**Exercise:** Render all of the data below as a Markdown table with the columns Row and Text, putting each line in its own numbered row and skipping blank lines. Leave the pictures out of the table.

**********

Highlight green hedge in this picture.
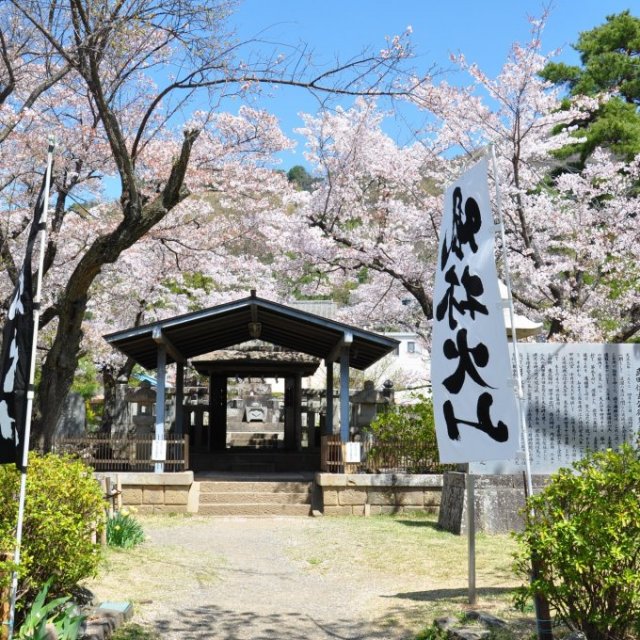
[0,454,105,608]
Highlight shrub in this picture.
[16,580,85,640]
[515,445,640,640]
[367,396,448,473]
[107,509,144,549]
[0,454,105,608]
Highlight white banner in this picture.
[431,160,520,463]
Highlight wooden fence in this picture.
[51,434,189,471]
[320,435,364,473]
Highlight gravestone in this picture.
[54,393,87,438]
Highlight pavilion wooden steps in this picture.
[198,474,314,517]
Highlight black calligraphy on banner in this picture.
[443,329,492,394]
[440,187,482,271]
[436,265,489,330]
[435,175,509,442]
[443,392,509,442]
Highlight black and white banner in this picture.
[0,175,46,467]
[431,160,520,463]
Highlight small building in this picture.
[105,291,399,471]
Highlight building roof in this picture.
[104,292,398,370]
[191,348,320,378]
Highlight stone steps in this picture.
[198,480,313,516]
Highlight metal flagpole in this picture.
[9,138,55,640]
[491,145,553,640]
[491,145,533,496]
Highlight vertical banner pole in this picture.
[467,473,477,605]
[491,145,533,495]
[491,145,553,640]
[9,138,54,640]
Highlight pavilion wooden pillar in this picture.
[174,362,184,438]
[154,344,167,473]
[326,331,353,442]
[340,346,351,442]
[209,376,227,451]
[284,373,302,451]
[324,360,333,436]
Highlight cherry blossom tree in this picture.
[0,0,430,444]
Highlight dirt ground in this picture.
[88,517,514,640]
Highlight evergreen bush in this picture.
[515,445,640,640]
[0,453,105,608]
[367,396,448,473]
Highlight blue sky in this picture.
[231,0,640,169]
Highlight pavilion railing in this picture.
[51,434,189,471]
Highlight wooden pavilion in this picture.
[104,291,398,472]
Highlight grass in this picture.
[87,515,535,640]
[111,624,160,640]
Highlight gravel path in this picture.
[91,517,448,640]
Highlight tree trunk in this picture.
[33,295,87,451]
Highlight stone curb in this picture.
[78,602,133,640]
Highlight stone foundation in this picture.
[438,471,549,535]
[316,473,442,516]
[95,471,200,513]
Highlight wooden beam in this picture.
[152,327,187,364]
[326,331,353,362]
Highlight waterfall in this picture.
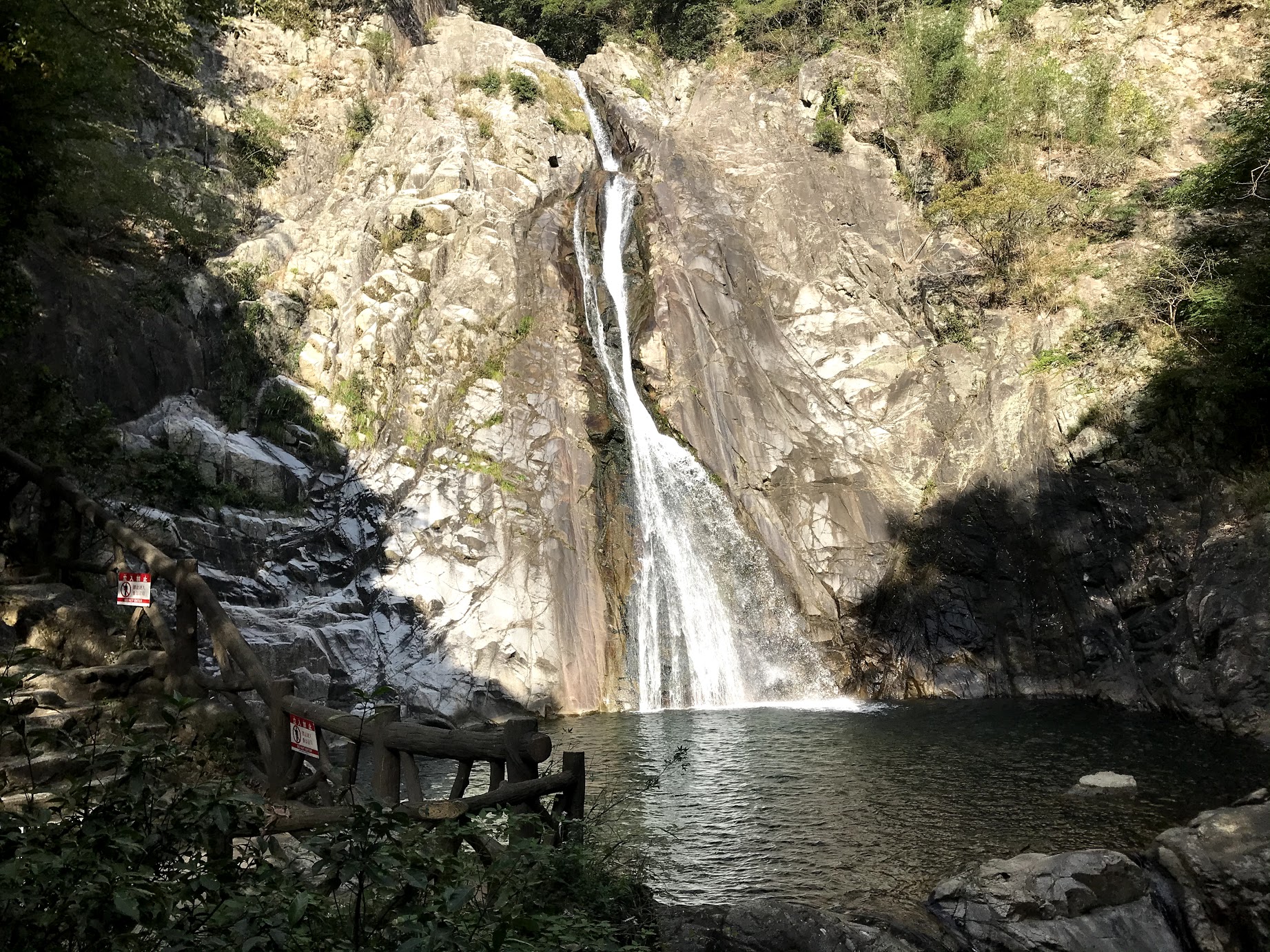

**********

**Finished task:**
| Row | Text |
|---|---|
| 1 | Highlight green hedge in this picture. |
| 2 | [0,454,105,608] |
| 3 | Highlight shrub in this picture. |
| 4 | [16,580,85,640] |
| 5 | [515,445,640,640] |
| 6 | [367,396,448,473] |
| 7 | [107,509,144,549] |
| 8 | [0,454,105,608] |
| 9 | Highlight white banner in this picture. |
| 10 | [431,160,520,463] |
| 11 | Highlight wooden fence in this picture. |
| 12 | [51,434,189,471] |
| 13 | [320,435,364,473] |
| 14 | Highlight gravestone in this picture. |
| 15 | [54,393,87,438] |
| 16 | Highlight pavilion wooden steps in this picture. |
| 17 | [198,474,314,517] |
| 18 | Highlight black calligraphy on banner in this picture. |
| 19 | [443,329,492,394] |
| 20 | [440,187,482,271] |
| 21 | [436,265,489,330] |
| 22 | [435,175,509,442] |
| 23 | [443,392,509,442] |
| 24 | Highlight black and white banner in this picture. |
| 25 | [0,175,46,467] |
| 26 | [431,160,520,463] |
| 27 | Highlight small building in this picture. |
| 28 | [105,291,399,471] |
| 29 | Highlight building roof in this picture. |
| 30 | [104,292,398,370] |
| 31 | [191,348,320,378] |
| 32 | Highlight stone steps in this picture. |
| 33 | [198,480,313,516] |
| 34 | Highlight metal flagpole in this picture. |
| 35 | [9,138,55,640] |
| 36 | [491,145,553,640] |
| 37 | [491,145,533,496] |
| 38 | Highlight vertical banner pole in this picture. |
| 39 | [467,473,477,605] |
| 40 | [491,145,533,495] |
| 41 | [491,145,553,640] |
| 42 | [9,138,54,640] |
| 43 | Highlight pavilion wooden pillar in this picture. |
| 44 | [174,362,184,438] |
| 45 | [154,344,167,473] |
| 46 | [326,331,353,442] |
| 47 | [340,346,351,442] |
| 48 | [209,376,227,451] |
| 49 | [284,373,302,451] |
| 50 | [324,360,333,436] |
| 51 | Highlight cherry blossom tree in this picture. |
| 52 | [0,0,430,444] |
| 53 | Highlight dirt ground in this picture. |
| 54 | [88,517,514,640] |
| 55 | Highlight evergreen bush in this picture. |
| 56 | [515,445,640,640] |
| 57 | [0,453,105,608] |
| 58 | [367,396,448,473] |
| 59 | Highlight blue sky in this picture. |
| 60 | [231,0,640,169] |
| 61 | Highlight pavilion railing in this picture. |
| 62 | [51,434,189,471] |
| 63 | Highlight wooden pavilion in this picture. |
| 64 | [104,291,398,472] |
| 65 | Highlight grass in this picture. |
| 66 | [87,515,535,640] |
| 67 | [111,624,160,640] |
| 68 | Highlight gravel path in this picture. |
| 69 | [91,517,448,640] |
| 70 | Highlight tree trunk in this picture. |
| 71 | [33,295,87,451] |
| 72 | Highlight stone curb in this picture. |
| 73 | [78,602,133,640] |
| 74 | Highlight stone foundation in this picture. |
| 75 | [438,471,549,535] |
| 76 | [316,473,442,516] |
| 77 | [95,471,200,513] |
| 78 | Highlight wooden beam in this picture. |
| 79 | [152,327,187,364] |
| 80 | [326,331,353,362] |
| 81 | Highlight waterfall in this picture. |